BRANO PROPOSTO:
======
Che allora era la Congregazione, se non sbaglio, dei De Magistris, degli Aymerich, ecc.
«Sì, e che si era da poco trasferita dalla sua sede più antica, nel Seminario tridentino di via Università, dove occupava una stanzetta al piano terra, alla chiesa dei gesuiti di San Michele, nel luogo alto verso la cupola, dove s’apriva questo locale in cui veniva ammesso per la preparazione chi doveva fare la prima comunione, fatta di un insopportabile rigorismo, con rigida la domanda e rigida la risposta. Nella mia vita, se c’è stata una vicenda educativa, formativa insensata, che non ha lasciato tracce profonde e positive, questa è stata la preparazione catechistica alla prima comunione. Quella era le prassi diffusa allora: ti davano un libretto da imparare a memoria, con le domande e le risposte, che dovevano essere rigorosamente studiate a memoria. E così anche la cerimonia in chiesa aveva questo carattere ufficiale, corale, un po’ marziale».
Era allora arcivescovo di Cagliari monsignor Piovella. Come inquadra la personalità di questo prelato tutto religione nei rapporti col Regime?
======
MATERIALE FORNITO:

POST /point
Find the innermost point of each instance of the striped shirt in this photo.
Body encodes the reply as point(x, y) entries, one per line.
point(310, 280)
======
COSA FARE:
Rispondi a queste domande sul brano dedicato alla preparazione alla prima comunione:
1. Da quale sede si era trasferita la Congregazione e dove si era spostata?
2. Che cosa veniva dato da imparare a memoria durante la preparazione?
3. Chi era allora arcivescovo di Cagliari?

RISPOSTA SCRITTA:
1. La Congregazione si era trasferita dalla sua sede più antica, nel Seminario tridentino di via Università, alla chiesa dei gesuiti di San Michele.
2. Veniva dato un libretto con le domande e le risposte, da studiare rigorosamente a memoria.
3. Allora l'arcivescovo di Cagliari era monsignor Piovella.